> TASK TO CARRY OUT: Wherever the string "water" shows up in the records below, return that line.

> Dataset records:
----------
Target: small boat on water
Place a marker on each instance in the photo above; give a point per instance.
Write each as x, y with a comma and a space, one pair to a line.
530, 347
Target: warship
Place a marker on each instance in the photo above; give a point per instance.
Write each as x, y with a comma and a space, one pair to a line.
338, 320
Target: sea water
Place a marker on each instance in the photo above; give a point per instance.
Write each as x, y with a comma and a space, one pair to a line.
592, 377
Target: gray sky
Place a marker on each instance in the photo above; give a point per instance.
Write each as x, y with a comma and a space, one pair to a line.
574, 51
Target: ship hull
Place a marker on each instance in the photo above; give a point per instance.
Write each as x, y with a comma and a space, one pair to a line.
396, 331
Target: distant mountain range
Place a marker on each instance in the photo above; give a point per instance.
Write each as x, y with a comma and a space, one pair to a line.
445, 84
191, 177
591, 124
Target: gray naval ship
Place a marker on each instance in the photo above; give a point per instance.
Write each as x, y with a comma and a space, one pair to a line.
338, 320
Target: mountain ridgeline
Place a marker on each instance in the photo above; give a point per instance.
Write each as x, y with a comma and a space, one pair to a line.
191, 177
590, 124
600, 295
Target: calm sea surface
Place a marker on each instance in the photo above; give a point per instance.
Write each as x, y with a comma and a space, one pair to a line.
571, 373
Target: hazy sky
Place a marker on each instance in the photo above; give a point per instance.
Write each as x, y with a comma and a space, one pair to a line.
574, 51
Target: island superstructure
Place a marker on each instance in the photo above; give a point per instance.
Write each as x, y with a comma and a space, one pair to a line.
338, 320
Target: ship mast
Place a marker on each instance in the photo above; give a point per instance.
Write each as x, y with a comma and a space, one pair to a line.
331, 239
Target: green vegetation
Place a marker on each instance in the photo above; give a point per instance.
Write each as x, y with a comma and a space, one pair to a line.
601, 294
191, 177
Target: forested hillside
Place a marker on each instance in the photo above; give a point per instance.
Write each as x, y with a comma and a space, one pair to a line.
----------
> WRITTEN SOLUTION:
Target: small boat on water
Target: sea water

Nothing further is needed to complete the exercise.